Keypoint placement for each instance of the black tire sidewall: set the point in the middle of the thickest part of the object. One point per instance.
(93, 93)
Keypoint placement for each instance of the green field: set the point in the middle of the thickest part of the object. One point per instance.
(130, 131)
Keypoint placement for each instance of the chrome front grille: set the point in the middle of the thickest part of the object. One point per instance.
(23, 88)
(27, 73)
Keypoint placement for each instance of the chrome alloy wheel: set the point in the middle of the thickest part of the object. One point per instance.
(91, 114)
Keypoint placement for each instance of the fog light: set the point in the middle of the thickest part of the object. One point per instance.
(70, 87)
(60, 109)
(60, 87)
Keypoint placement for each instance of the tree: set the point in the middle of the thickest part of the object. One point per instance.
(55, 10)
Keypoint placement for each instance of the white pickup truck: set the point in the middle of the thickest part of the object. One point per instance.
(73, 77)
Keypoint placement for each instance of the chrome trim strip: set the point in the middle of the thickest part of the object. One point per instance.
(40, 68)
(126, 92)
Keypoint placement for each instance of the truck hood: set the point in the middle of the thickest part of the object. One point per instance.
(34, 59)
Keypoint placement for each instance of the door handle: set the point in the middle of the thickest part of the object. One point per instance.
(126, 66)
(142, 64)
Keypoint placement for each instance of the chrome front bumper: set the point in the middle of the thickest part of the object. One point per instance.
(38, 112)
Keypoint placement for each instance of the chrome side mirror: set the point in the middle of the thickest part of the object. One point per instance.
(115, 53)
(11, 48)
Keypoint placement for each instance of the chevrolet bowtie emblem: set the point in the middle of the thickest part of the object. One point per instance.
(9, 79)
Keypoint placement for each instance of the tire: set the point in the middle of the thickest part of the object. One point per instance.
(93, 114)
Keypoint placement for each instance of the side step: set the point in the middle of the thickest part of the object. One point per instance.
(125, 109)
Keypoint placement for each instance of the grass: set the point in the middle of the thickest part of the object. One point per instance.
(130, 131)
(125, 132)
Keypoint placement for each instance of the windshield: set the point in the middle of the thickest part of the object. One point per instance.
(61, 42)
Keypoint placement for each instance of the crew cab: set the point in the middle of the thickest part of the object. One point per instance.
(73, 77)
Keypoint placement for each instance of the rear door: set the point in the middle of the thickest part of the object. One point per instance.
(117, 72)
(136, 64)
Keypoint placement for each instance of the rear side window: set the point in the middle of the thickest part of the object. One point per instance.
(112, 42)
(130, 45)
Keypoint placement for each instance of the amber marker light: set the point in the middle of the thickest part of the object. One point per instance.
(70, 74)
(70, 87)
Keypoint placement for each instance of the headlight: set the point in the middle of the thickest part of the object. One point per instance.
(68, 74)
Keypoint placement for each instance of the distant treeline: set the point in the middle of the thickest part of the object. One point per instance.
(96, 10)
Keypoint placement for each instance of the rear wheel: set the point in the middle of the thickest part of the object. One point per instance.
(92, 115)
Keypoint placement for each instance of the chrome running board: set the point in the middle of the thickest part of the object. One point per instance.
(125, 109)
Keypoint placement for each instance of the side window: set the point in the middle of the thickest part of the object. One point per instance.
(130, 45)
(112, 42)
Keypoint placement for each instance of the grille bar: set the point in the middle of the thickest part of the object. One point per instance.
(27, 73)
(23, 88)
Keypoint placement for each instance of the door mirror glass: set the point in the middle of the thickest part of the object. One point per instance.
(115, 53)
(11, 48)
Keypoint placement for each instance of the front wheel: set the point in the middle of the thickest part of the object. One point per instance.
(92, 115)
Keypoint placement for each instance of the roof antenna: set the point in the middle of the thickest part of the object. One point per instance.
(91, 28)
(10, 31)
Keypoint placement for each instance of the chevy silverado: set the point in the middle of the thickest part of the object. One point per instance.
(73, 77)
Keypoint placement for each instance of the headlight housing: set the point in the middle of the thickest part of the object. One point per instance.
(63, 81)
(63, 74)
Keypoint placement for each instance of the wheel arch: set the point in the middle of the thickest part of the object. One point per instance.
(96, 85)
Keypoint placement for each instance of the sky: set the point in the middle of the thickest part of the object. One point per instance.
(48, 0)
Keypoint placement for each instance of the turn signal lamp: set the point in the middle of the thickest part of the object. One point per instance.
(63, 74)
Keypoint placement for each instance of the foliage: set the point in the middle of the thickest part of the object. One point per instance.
* * *
#### [Task to carry out]
What is needed is an exact copy of every record above.

#### [Answer area]
Keypoint placement for each instance of the black tire sidewall: set the point in the middle of the thickest part of the object. One point per instance.
(93, 93)
Keypoint placement for each instance of the green field: set the point in the middle of the thickest part of the object. One point per instance.
(130, 131)
Keypoint placement for each instance of the chrome front grille: set the point in the middle of the thickest part of the object. One point per instance.
(23, 88)
(27, 73)
Keypoint placement for each instance of the chrome alloy wheel: set the point in the middle of the thickest part of the object. One point per instance.
(91, 114)
Keypoint placement for each instance of the fog light: set the point in the middle of the thickest part of the object. One point per instance.
(70, 87)
(60, 109)
(60, 87)
Keypoint placement for each instance of the tree: set the point in the middle of the thickest part of the object. One point per instance.
(55, 10)
Keypoint placement for each instance of the white pickup truck: set the point in the middle of the thickest part of the object. One point per instance.
(73, 77)
Keypoint placement for each instance of the chrome trim strip: set the point in the middle of the thickest part of the object. One point per instance.
(40, 68)
(126, 92)
Keypoint placement for each instance of the truck hood: set the point in the middle of the thickest part of the object. One point per instance.
(34, 59)
Keypoint placement for each instance of the door handle: set the point in the middle of the thickest part of the object. One point per instance.
(126, 66)
(142, 64)
Keypoint placement for each instance of the chrome front bumper: set the point in the middle of the thickest part of the object. One point per instance.
(38, 112)
Keypoint placement for each instance of the chrome side mirror: set the point in the middle of the thickest part of the object. One point per instance.
(115, 53)
(11, 48)
Keypoint placement for each instance of the chevrolet bowtie emblem: set the point in the middle of the thickest part of the object. One point per instance.
(9, 79)
Keypoint placement for each instance of the tire: set the point in the middle of the thickest part of the object. One point per instance.
(93, 114)
Keypoint placement for each instance of the side step: set the point in the middle of the thickest part of the object. One point per instance.
(125, 109)
Keypoint placement for each instance of the grass: set the point in the middle of the thickest part of the object. One point per instance.
(130, 131)
(125, 132)
Keypoint placement for each instance of the windshield: set the point in the middle of the thickest part of the object. One point per instance.
(61, 42)
Keypoint placement for each instance of the crew cab: set the point in the middle of the thickest part of the object. One point per instance.
(73, 77)
Keypoint placement for each instance of the rear door: set the point in the middle of the thickest part of the object. One point per instance.
(117, 72)
(136, 64)
Keypoint placement for each instance of the rear side window: set the point in the middle of the thickest part of the object. One point per instance.
(112, 42)
(130, 45)
Keypoint placement for each instance of the amber marker light: set the point in the middle of the thickest part of the object. One point per instance.
(70, 74)
(70, 87)
Keypoint placement for each instance of the headlight: set the point in the middle of the thickest part of the object. One point per instance.
(68, 74)
Keypoint placement for each instance of the distant treeline: set the point in the middle of the thickest part of the object. One point per instance.
(96, 10)
Keypoint placement for each instance of the rear wheel: set the point in the middle of the thickest part of the object. One point per instance.
(92, 115)
Keypoint placement for each instance of the chrome running board: set the point in the middle of the thickest part of the object. One point per instance.
(125, 109)
Keypoint placement for each instance of the side window: set the point in the middle of the thickest part of the object. One point per instance.
(130, 45)
(112, 42)
Keypoint placement for each instance of the grille bar: set the point in the middle of the thickest part of the object. One point per instance.
(27, 73)
(23, 88)
Keypoint placement for each instance of the door mirror glass: set the point in the middle of the thickest part of the object. One point per instance.
(115, 53)
(11, 48)
Keypoint placement for each instance of the front wheel: set the point in the middle of the thickest part of the object. One point per instance.
(92, 115)
Keypoint placement for each instance of the roof antenna: set the point in the middle of the thickest part of the object. One point per instance.
(91, 28)
(10, 31)
Keypoint placement for each instance of the chevy silverado: set the point in the middle of the thickest part of the object. One point per instance.
(73, 77)
Keypoint placement for each instance of the headlight housing: set the point in the middle of the thickest part of the object. One point per instance.
(63, 81)
(63, 74)
Keypoint placement for each instance of the wheel arch: set the point in the middle of the thickest part of the object. One point per instance.
(96, 85)
Keypoint placement for each instance of the sky: set the point in the middle of the thickest part of the object. One point per instance.
(48, 0)
Keypoint placement for each instance of the turn signal lamp: set the point in the middle of the thickest part of the object. One point per instance.
(63, 74)
Keypoint placement for each instance of the foliage: set the point in the middle of the thickest part of the object. One point per instance.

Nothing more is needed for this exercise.